## [Quoted text]
Friday, February 26, 2010

Spinach Salad with Pears, Cranberries, Red Onion, and Toasted Nuts

Hearty, carb-laden meals have dominated our dinner table the past few weeks. Turkey and noodles ladled over a mountain of mashed potatoes. Carb on carb action. Culinary redundancy at its grandest. I blame such irrational menu planning on the Arctic temperatures we've been experiencing.

The middle of this week I decided I needed to eat something green, so I prepared a salad.

Ten years ago I would have never prepared a salad with fruit. I'd grimace at the thought of pears nestling next to red onions. Kansans for the most part don't like to mix fruits mixed with vegetables or savory mixed with sweet.


Anyway, I made this salad, I loved it, and it loved me back by adding a little color to my pale complexion.

Spinach Salad with Pears, Cranberries, Red Onion, and Toasted Nuts
  • 1/2 cup extra-virgin olive oil
  • 2 tablespoons balsamic vinegar
  • 2 teaspoons whole-grain mustard
  • 1 teaspoon sugar
  • 1 teaspoon kosher or sea salt
  • freshly ground pepper
  • 1 cup thinly slice red onion
  • 1/3 cup sweetened dried cranberries
  • 8 cups lightly packed fresh baby spinach leaves, stemmed if needed
  • 2 firm, but ripe pears, quartered lengthwise, cored and cut into long, thin slices
  • 2/3 cups hazelnuts, toast and chopped (I used pecans, so feel free to substitute)


  1. In a small jar with a tight-fitting lid, combine the oil, vinegar, mustard, sugar, salt, and pepper. Place lid tightly on jar and shake dressing to blend. Taste and season accordingly. Set aside.

  2. Toss all the onion, spinach, and pears in a large bowls. Coat with dressing and toss again. Arrange the salad in a large serving bowl, and scatter the cranberries and hazlenuts over the top.

  3. Serve.


eat your veggies,

muddy


Friday, February 19, 2010

Creating Something That Counts

"Not everything that can be counted counts, and not everything that counts can be counted."

## [Information supplied]
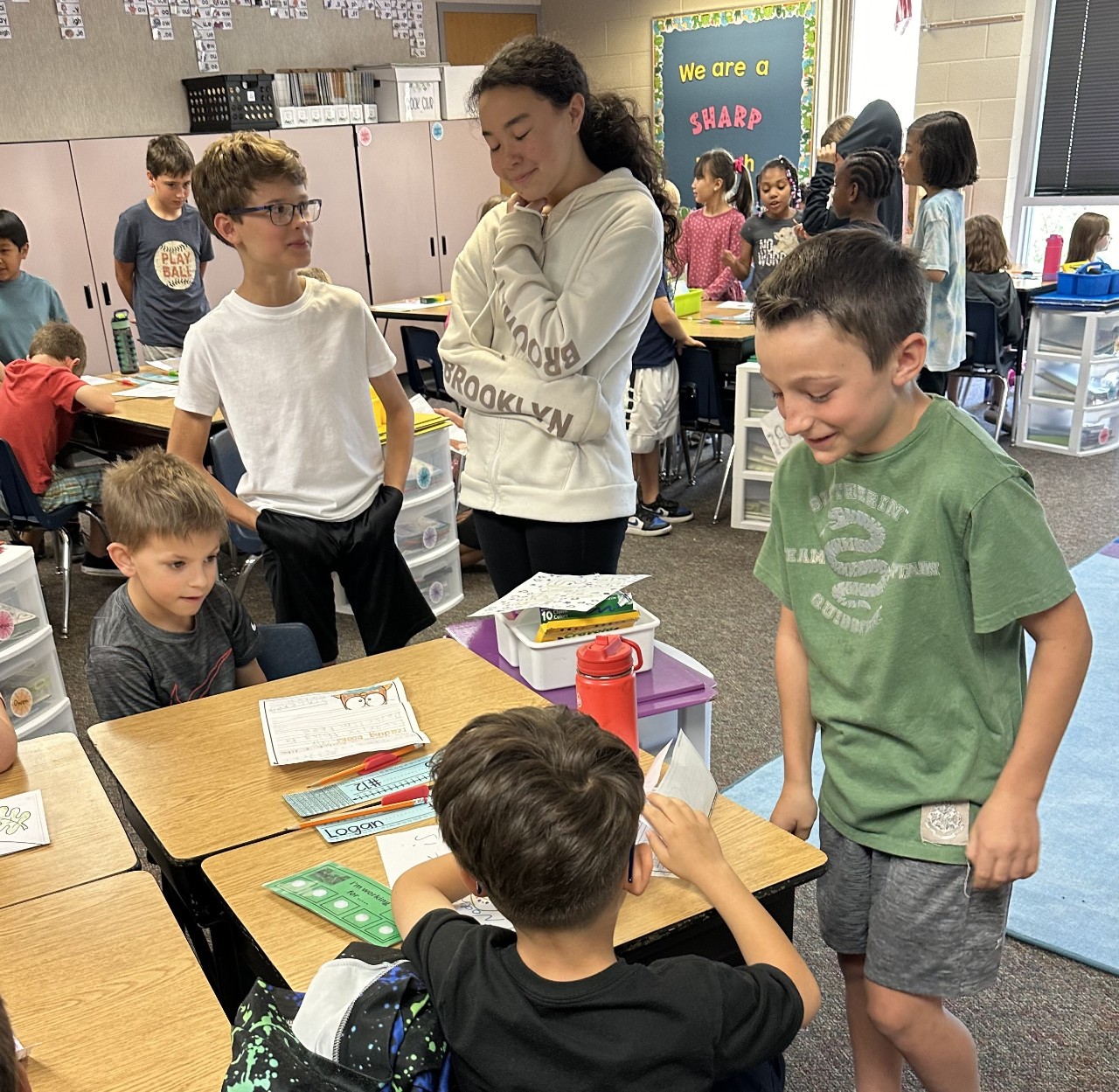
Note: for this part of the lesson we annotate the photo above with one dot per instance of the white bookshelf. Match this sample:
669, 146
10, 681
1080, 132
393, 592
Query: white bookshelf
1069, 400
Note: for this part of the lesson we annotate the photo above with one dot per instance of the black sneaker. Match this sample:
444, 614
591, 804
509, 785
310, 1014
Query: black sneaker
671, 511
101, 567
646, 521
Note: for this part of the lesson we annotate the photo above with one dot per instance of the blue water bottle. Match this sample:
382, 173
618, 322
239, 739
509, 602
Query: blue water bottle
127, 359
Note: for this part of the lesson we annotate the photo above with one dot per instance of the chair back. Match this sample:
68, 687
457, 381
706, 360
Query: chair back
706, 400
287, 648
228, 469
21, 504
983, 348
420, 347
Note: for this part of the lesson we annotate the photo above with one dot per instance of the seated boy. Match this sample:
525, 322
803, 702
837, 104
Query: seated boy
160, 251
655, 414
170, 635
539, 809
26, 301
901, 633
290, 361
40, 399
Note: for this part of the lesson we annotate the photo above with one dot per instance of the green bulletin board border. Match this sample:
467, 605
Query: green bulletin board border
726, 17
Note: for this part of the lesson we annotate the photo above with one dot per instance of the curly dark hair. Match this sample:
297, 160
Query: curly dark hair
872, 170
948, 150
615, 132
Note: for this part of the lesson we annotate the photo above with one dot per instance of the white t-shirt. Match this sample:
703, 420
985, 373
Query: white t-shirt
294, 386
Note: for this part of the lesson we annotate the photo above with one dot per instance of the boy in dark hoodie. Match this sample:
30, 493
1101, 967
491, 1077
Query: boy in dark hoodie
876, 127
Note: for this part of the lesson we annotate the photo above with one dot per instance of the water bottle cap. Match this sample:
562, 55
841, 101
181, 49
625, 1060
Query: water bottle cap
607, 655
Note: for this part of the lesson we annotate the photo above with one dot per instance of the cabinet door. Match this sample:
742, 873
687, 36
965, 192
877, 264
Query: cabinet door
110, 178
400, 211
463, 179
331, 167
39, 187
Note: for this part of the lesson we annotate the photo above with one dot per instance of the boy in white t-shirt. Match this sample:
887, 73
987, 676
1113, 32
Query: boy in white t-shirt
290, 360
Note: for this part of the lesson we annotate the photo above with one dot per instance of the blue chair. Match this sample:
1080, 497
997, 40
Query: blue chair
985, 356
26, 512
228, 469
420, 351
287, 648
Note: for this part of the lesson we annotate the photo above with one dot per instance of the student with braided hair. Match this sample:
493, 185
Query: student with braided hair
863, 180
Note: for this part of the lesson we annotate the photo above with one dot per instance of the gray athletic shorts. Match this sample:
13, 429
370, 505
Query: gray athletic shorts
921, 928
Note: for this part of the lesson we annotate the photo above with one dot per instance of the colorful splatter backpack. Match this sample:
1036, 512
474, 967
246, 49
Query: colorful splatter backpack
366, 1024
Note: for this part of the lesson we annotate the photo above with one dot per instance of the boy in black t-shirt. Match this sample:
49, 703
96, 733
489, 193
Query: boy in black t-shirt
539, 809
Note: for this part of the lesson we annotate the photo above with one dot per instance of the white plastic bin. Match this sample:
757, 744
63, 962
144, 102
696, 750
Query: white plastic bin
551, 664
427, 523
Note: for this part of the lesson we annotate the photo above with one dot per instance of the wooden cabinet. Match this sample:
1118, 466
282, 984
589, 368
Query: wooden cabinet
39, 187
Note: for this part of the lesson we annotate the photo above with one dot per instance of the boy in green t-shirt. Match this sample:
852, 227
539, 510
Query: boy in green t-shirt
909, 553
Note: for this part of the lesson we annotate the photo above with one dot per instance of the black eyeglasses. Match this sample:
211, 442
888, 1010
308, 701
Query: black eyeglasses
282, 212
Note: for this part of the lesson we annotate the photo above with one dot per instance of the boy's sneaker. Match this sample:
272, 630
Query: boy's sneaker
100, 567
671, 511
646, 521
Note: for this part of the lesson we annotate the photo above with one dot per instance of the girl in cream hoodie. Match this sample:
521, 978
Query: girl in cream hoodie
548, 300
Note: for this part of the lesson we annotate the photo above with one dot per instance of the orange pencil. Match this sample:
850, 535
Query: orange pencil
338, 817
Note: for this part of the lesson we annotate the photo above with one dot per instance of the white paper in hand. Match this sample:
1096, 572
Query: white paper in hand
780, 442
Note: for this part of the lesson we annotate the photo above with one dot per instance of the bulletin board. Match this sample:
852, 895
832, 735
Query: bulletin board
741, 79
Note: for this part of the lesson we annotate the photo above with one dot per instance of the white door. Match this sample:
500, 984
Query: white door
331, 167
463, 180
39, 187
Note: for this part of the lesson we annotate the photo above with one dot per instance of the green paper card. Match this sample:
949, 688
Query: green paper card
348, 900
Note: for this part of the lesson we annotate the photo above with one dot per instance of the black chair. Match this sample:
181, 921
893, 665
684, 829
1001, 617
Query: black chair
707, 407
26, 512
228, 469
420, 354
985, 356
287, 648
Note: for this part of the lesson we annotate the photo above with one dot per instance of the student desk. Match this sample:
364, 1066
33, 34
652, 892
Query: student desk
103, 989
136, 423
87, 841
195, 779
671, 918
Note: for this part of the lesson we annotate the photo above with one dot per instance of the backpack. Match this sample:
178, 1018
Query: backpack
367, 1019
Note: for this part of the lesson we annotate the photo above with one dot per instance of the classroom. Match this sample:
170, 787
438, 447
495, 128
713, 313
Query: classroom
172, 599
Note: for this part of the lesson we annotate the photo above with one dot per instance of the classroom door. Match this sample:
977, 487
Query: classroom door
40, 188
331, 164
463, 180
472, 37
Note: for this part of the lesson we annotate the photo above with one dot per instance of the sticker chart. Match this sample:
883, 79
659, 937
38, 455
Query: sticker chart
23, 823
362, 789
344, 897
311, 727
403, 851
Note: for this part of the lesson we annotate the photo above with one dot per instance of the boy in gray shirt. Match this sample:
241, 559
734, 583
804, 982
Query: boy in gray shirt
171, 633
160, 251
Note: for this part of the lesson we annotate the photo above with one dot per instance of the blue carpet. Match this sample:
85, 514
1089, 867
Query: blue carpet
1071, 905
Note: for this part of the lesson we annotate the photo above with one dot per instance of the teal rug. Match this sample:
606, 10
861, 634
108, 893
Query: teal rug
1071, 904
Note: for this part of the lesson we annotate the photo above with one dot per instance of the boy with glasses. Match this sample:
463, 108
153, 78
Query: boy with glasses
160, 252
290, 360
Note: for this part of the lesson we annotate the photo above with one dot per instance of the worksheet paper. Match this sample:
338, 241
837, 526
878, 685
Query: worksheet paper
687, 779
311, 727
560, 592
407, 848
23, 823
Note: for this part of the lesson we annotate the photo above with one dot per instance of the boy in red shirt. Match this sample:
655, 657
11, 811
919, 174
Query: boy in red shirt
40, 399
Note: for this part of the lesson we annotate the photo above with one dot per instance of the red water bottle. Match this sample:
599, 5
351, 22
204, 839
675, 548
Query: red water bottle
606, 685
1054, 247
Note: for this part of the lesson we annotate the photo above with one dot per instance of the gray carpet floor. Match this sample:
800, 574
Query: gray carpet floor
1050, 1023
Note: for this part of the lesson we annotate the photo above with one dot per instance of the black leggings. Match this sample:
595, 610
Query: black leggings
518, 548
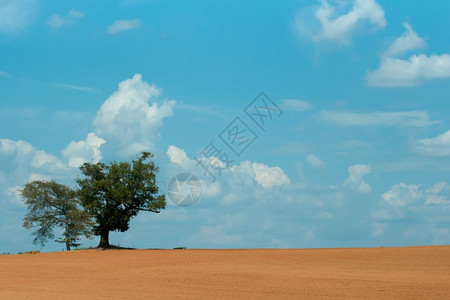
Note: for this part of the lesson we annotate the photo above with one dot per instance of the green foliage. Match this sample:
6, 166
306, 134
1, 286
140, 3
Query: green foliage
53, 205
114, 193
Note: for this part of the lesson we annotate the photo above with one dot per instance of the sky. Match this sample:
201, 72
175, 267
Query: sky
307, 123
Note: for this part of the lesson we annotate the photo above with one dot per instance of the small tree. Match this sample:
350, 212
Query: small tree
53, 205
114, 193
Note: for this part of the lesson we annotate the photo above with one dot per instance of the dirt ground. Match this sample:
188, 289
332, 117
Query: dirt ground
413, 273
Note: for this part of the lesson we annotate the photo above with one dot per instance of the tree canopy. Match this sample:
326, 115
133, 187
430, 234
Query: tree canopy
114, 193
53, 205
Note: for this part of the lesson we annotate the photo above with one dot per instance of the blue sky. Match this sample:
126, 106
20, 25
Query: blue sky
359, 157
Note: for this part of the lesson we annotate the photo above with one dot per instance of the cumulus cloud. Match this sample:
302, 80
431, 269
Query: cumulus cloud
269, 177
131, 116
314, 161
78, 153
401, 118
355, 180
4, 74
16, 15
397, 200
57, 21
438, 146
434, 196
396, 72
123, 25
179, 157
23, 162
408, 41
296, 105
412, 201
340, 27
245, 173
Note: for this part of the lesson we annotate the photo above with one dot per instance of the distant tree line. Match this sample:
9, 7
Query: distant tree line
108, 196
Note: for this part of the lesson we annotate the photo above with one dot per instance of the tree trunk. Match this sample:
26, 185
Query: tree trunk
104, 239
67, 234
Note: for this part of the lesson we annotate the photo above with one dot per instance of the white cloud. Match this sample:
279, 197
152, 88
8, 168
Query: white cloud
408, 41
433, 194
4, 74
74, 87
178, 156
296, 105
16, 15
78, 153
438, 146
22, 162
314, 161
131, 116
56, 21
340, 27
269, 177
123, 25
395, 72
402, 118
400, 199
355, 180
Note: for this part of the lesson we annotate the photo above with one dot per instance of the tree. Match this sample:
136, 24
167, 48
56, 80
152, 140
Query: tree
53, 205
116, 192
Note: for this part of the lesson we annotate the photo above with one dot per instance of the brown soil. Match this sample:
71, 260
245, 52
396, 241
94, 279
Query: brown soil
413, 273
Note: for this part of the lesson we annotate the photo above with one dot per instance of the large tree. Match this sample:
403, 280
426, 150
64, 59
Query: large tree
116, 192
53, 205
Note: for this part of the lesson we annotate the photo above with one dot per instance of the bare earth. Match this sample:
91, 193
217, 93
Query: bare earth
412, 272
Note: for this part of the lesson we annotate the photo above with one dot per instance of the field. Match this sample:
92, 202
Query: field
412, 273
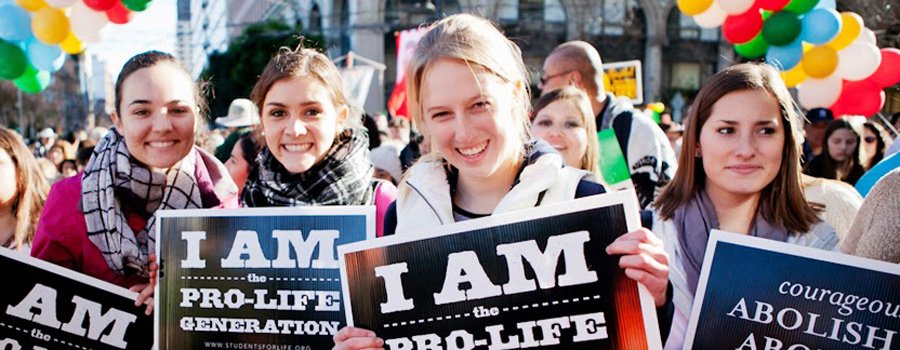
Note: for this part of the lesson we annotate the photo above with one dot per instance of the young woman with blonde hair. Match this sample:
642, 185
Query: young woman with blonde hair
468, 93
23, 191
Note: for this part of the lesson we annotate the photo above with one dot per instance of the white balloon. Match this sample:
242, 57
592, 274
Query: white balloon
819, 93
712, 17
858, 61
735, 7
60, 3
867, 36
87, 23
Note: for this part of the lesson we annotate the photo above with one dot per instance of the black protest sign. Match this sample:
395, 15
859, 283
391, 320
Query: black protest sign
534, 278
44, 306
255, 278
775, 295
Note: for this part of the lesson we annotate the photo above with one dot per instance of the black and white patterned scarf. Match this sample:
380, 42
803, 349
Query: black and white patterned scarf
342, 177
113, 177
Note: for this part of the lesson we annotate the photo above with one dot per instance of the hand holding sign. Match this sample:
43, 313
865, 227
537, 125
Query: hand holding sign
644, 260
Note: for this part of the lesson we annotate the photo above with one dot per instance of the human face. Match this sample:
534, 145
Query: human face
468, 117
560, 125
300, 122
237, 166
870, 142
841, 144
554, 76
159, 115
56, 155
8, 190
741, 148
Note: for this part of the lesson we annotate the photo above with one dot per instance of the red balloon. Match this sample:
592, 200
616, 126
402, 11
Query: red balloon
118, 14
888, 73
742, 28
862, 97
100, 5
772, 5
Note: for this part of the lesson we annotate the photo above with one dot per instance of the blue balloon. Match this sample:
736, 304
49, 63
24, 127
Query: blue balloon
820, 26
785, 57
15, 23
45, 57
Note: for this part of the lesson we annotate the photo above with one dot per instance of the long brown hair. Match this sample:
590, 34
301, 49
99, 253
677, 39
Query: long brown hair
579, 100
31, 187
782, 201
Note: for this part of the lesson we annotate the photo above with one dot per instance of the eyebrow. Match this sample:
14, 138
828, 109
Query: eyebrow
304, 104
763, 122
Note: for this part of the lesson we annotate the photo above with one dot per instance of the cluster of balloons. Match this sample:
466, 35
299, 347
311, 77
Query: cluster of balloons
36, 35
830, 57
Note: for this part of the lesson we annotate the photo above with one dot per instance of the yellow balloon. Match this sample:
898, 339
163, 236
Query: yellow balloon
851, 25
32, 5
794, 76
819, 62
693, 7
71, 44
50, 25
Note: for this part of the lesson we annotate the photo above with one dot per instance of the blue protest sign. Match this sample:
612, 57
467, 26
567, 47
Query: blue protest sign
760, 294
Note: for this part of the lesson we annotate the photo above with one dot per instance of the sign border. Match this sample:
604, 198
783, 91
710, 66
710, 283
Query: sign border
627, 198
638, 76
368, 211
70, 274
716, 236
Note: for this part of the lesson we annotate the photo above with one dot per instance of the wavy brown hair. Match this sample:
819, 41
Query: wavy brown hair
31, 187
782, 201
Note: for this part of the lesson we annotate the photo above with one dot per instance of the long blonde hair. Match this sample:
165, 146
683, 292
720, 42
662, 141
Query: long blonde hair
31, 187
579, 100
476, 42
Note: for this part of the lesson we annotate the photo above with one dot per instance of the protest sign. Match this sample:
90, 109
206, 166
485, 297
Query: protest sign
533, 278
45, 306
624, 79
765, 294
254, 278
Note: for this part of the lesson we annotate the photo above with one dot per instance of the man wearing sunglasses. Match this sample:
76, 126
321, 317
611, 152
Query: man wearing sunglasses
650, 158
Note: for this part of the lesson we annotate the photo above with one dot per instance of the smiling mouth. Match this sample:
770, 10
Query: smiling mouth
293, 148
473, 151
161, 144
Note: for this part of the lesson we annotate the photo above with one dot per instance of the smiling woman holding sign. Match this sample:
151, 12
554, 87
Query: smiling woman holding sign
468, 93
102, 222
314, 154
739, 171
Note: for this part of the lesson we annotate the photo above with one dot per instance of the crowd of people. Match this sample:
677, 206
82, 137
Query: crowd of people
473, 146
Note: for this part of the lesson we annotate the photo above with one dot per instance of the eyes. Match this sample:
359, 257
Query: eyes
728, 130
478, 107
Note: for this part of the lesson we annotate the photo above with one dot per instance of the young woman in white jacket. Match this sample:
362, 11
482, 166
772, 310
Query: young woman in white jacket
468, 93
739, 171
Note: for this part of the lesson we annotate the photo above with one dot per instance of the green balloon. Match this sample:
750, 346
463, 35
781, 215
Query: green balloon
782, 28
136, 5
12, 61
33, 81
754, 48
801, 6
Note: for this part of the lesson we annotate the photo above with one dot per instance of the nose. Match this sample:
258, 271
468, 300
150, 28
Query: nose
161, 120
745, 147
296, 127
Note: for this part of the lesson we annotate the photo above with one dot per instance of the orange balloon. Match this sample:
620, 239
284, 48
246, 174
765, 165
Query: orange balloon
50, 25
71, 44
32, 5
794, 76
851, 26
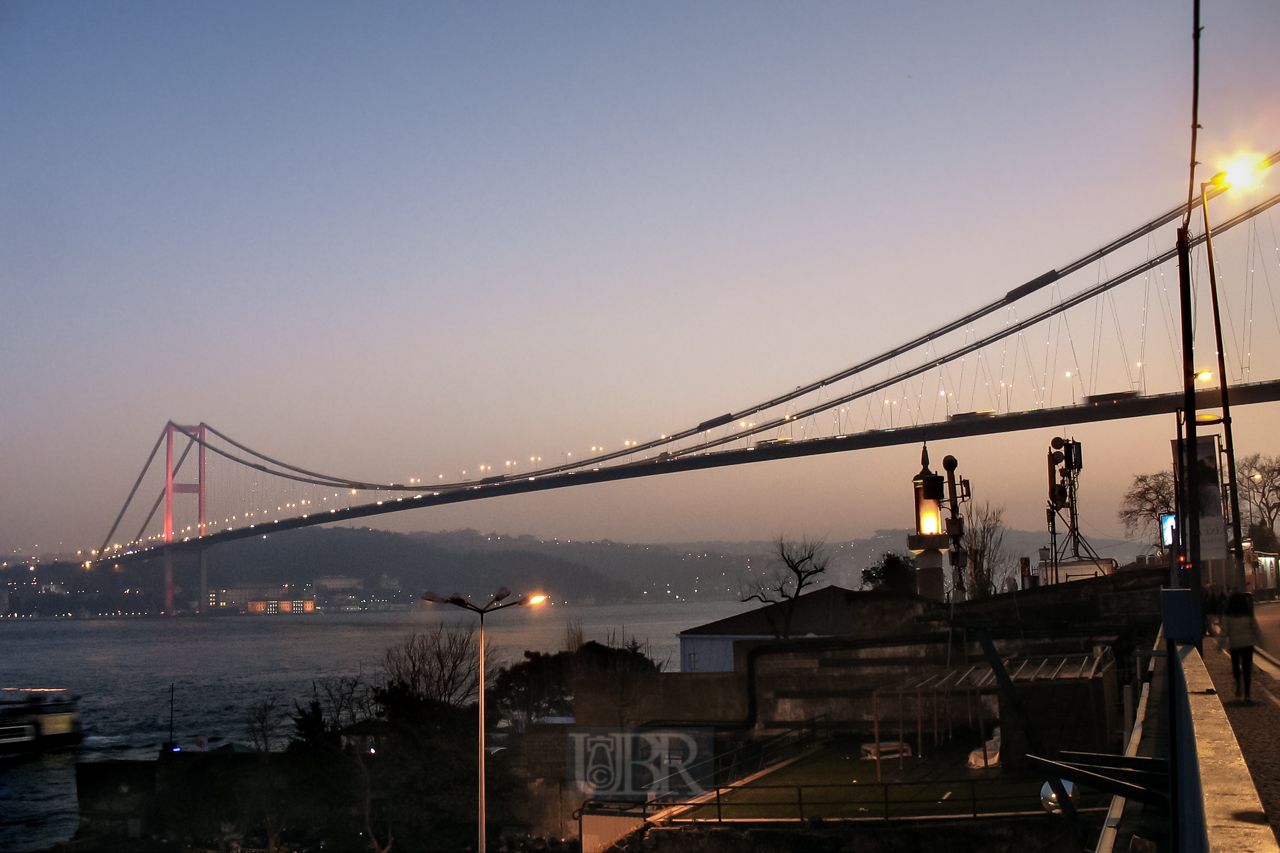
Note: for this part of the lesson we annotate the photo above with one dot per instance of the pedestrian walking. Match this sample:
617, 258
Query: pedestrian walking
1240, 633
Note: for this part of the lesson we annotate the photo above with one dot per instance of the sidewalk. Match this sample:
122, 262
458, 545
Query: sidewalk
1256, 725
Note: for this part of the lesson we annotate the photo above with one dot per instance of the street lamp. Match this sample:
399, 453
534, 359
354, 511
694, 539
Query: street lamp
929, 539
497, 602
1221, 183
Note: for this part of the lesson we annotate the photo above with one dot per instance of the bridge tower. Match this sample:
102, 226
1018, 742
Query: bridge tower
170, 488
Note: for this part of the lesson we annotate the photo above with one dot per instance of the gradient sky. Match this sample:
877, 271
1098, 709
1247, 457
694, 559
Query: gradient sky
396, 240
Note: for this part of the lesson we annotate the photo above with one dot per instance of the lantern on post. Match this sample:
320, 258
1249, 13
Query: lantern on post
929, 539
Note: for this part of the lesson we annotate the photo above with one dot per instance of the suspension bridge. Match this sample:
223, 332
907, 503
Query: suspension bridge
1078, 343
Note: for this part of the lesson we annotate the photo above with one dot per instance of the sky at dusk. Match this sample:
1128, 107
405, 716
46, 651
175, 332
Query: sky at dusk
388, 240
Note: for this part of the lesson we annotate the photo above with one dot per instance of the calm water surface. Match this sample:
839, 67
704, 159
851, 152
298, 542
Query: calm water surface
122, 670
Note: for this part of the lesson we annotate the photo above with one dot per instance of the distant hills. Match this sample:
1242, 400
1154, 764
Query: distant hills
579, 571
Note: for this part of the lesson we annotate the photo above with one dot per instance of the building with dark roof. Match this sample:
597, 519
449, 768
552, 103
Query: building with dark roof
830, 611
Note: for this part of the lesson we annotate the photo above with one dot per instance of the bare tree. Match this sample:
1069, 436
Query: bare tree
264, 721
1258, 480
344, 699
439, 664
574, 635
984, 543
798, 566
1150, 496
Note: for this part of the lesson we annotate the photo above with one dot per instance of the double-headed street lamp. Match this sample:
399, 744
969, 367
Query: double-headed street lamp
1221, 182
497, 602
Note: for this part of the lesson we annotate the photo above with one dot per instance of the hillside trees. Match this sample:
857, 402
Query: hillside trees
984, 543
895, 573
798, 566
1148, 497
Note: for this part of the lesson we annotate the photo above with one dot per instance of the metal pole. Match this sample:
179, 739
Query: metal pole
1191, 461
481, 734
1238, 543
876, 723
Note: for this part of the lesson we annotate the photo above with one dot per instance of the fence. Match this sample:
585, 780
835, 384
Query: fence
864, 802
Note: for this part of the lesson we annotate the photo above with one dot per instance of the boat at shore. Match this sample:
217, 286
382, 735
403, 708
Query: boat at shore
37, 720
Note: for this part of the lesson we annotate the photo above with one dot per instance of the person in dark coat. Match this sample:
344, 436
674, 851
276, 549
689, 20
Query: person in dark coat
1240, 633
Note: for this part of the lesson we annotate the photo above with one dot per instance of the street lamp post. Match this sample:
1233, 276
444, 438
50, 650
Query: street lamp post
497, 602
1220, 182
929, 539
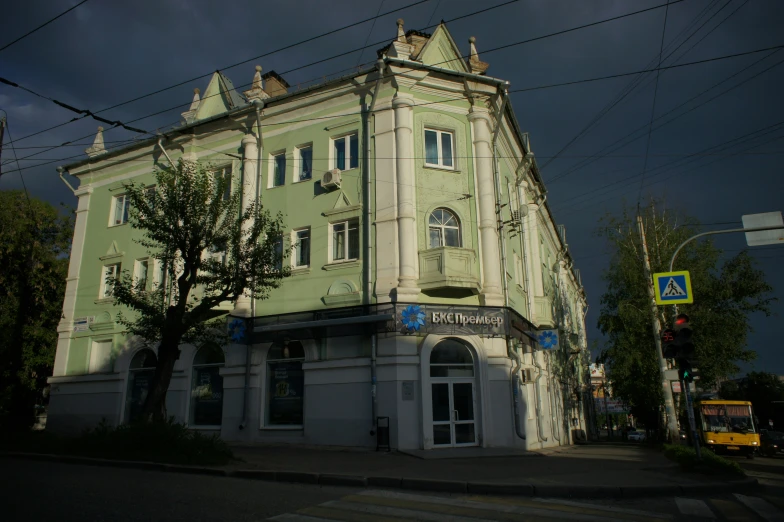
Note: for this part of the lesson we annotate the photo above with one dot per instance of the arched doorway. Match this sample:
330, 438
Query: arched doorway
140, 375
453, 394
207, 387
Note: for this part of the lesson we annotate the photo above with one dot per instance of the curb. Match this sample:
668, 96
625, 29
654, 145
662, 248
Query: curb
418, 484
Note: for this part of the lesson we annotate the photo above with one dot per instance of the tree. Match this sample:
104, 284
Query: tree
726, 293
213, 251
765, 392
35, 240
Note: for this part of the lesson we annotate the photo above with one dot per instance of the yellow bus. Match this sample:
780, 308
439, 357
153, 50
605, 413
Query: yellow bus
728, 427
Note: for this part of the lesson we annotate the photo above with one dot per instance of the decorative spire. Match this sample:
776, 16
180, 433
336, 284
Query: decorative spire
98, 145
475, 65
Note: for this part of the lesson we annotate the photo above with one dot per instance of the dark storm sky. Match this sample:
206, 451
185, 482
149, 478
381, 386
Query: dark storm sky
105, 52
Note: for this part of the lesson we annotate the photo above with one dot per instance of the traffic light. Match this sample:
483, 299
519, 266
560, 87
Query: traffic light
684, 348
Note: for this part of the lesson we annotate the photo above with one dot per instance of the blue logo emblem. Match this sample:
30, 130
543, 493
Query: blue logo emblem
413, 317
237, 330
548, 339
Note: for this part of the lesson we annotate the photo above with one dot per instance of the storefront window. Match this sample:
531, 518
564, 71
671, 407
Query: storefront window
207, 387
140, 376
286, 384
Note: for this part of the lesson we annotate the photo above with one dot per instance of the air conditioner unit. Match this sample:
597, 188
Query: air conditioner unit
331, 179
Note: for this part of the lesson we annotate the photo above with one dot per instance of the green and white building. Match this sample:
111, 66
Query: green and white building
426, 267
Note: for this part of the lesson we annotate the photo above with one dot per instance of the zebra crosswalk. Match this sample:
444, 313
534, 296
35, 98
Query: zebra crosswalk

## [Work to complete]
1: In the salad blog post, what nuts did the writer use in place of hazelnuts?
2: Resume the salad blog post from the point where it stops, carrying on the entry that begins under "Creating Something That Counts."

## [Task-by-task answers]
1: Pecans.

2:
***Albert Einstein



Is this worth doing? Are there better ways I could be spending my time? I frequently contemplate these questions when I begin a post. I think I know the answers to these questions, but when I yammer about fried pies or cooking under the hood of my car or hairy chests or beards or tequila or jalapeno sorbet or Elvis or Sriracha popcorn, I question my sanity and the value of blogging.

Here's the deal: As I get older, the tick tock of time passing grows louder, so how I spend my time matters even more. Over the next few weeks in a series of posts I'm going to explore my reasons for blogging. I'm sure this will result in a yammering of words that will disintegrate into the vapors of space, but I'm doing it nonetheless.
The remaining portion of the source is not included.